練習問題:
a - シフト制御についての本文抜粋と次の(i)〜(iii)が一致するかを判定し、それぞれ「はい」か「いいえ」で答えなさい。判断の根拠となる本文の語句をそのまま引用すること。
(i) 時刻t31において、実位置RYは位置TY4に向けて移動し始める。
(ii) シフト停滞状態では、実位置RYは位置TY4まで進み続ける。
(iii) 時刻t33において、目標軌道TRは停滞時目標軌道TRYから通常時目標軌道TRXに変更される。
b - シフト制御についての本文抜粋にある次の文を英語に訳しなさい。「すなわちシフト停滞状態において、目標軌道TRは、位置RY3からオフセット値OFを加算した位置TY3に維持されている。」
c - シフト制御についての本文抜粋を、最後の文のあとから書き継ぎなさい。

------ 本文抜粋 ------

時刻t30〜t33において、目標軌道TRは、目標位置TYを時間の経過とともに制御完了点かつストッパ点である位置TY4に向けて移動する。この期間において、目標軌道TRは通常時目標軌道TRXである。このとき、時刻t31において、実位置RYは位置TY4に向けて移動し始める。そして時刻t33において実位置RYは位置RY3に到達する。
【0103】
時刻t33〜t34は、シフト停滞状態である。すなわち、カップリングスリーブ21(シンクロナイザリング22)と前進3速ギヤ5Cとが次第に同期する。シフト停滞状態では、実位置RYは位置RY3に停滞する。時刻t33において目標軌道TRは、通常時目標軌道TRXから停滞時目標軌道TRYに変更される。すなわちシフト停滞状態において、目標軌道TRは、位置RY3からオフセット値OFを加算した位置TY3に維持されている。

------ 項目一覧 ------

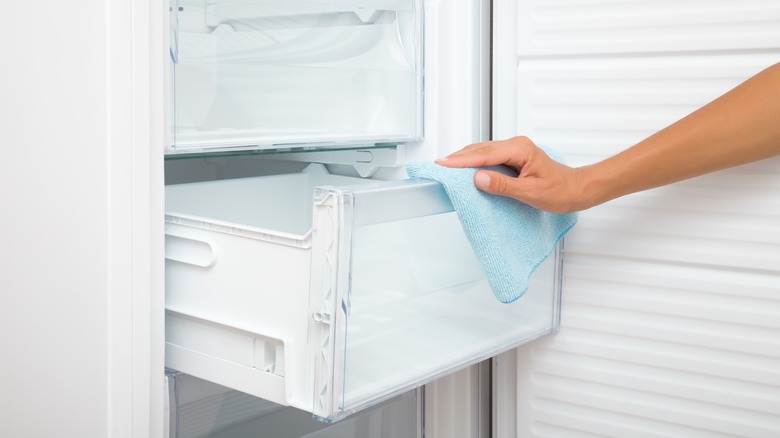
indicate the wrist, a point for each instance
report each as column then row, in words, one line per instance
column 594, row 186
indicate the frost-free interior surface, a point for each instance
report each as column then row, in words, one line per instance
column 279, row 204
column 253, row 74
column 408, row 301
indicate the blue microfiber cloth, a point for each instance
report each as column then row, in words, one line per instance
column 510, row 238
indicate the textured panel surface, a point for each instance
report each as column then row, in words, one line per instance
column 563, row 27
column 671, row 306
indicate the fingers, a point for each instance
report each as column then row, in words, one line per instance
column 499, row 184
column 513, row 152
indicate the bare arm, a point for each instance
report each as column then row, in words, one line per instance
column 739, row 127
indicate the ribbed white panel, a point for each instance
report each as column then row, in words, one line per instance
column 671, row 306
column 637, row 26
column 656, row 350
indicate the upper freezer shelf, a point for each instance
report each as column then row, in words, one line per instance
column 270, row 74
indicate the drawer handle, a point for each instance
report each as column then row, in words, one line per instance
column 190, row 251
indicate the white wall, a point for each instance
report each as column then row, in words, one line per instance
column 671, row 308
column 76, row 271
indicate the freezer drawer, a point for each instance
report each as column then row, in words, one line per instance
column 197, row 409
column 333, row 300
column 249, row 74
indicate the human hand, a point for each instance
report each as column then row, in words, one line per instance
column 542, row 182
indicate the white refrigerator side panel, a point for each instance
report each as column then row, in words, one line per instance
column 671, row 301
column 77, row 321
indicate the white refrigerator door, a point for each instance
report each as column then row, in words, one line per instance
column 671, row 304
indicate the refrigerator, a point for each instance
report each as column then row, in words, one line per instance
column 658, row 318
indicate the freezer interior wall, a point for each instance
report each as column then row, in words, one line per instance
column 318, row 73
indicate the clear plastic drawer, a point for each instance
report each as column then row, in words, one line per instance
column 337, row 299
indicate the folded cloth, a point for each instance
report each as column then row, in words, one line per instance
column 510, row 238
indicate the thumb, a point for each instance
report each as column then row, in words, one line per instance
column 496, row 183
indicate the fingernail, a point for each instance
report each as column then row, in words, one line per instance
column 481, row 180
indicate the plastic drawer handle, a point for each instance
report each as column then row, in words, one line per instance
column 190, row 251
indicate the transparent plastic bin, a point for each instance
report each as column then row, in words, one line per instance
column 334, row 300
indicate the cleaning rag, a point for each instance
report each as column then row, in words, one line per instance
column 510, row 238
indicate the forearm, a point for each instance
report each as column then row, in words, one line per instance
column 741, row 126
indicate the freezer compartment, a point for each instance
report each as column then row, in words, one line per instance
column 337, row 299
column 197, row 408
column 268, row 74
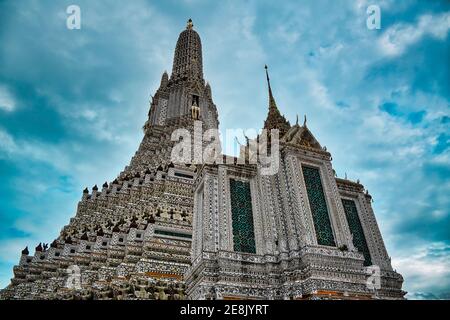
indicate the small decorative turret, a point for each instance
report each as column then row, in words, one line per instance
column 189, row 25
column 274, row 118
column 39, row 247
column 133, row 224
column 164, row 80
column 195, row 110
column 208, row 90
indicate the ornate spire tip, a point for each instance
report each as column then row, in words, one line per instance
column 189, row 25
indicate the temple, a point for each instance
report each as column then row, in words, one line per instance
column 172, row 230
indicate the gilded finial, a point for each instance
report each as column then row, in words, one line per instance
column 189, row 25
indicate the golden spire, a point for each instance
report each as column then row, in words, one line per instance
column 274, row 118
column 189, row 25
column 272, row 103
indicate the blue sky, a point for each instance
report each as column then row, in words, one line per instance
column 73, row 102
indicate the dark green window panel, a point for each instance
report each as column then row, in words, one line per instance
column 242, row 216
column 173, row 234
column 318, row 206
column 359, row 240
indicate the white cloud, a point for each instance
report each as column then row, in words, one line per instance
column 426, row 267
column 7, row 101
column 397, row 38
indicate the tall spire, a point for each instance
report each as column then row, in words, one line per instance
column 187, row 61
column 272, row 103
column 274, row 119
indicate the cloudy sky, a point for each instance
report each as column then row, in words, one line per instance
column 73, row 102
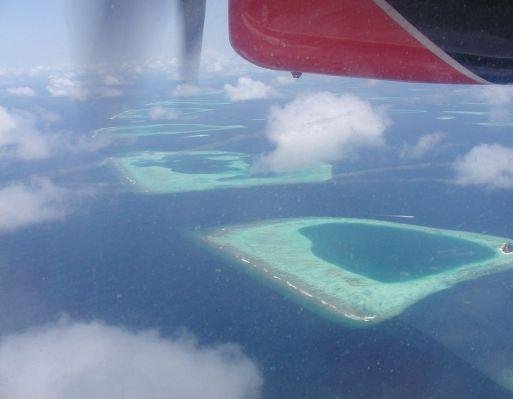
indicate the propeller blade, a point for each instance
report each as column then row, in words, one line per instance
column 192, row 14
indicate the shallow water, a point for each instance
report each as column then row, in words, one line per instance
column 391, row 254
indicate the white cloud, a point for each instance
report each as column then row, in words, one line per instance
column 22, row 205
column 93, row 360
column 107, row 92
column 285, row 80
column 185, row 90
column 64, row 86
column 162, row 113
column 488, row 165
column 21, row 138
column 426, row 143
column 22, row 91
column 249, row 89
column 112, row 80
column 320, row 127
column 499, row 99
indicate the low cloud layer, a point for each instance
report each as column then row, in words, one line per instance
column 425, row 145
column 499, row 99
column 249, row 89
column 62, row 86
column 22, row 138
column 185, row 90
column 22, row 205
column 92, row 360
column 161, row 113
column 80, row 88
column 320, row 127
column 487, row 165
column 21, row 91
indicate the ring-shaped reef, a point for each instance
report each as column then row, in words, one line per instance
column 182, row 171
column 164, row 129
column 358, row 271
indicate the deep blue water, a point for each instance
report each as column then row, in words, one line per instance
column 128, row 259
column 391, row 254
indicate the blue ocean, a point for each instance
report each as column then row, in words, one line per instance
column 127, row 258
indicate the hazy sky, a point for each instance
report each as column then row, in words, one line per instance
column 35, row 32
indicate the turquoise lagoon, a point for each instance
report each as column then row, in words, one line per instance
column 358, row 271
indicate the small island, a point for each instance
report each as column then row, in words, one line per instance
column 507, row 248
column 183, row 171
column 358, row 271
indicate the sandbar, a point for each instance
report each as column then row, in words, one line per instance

------

解答:
a -
(i) はい。「時刻t31において、実位置RYは位置TY4に向けて移動し始める」
(ii) いいえ。「シフト停滞状態では、実位置RYは位置RY3に停滞する」
(iii) いいえ。「時刻t33において目標軌道TRは、通常時目標軌道TRXから停滞時目標軌道TRYに変更される」

b - That is, in the shift stagnation state, the target trajectory TR is maintained at position TY3, which is obtained by adding the offset value OF to position RY3.

c -
【0104】
時刻t34において、シフト停滞状態からシフト復帰状態に切り替わる。このときカップリングスリーブ21(シンクロナイザリング22)と前進3速ギヤ5Cとの同期が完了するとともに、カップリングスリーブ21と前進3速ギヤ5Cとの噛み合いが開始される。ここで、カップリングスリーブ21の動作速度は、オフセット値OFに基づく制御入力値Uにより決定される。ここで、制御入力値Uは、カップリングスリーブ21と前進3速ギヤ5Cとの噛み合いによる騒音が低減される値に設定されている。
【0105】
時刻t34〜t36において、目標位置TYは位置TY3から位置TY4に向けて更新する。そして実位置RYは、時刻t34〜t37において、位置RY3から位置TY4に向けて移動する。時刻t37において、カップリングスリーブ21のスプライン21Aと前進3速ギヤ5Cのスプライン5Gとの噛み合いが完了した状態となる。
【0106】
図10に仮想動作制御の一態様を示す。
時刻t40〜t43において、目標軌道TRは、通常時目標軌道TRXであり、時間の経過とともに目標位置TYが制御完了点である位置TY4に向けて移動する。実位置RYは、時刻t41から移動し始めるとともに、時刻t43において位置RY3に到達する。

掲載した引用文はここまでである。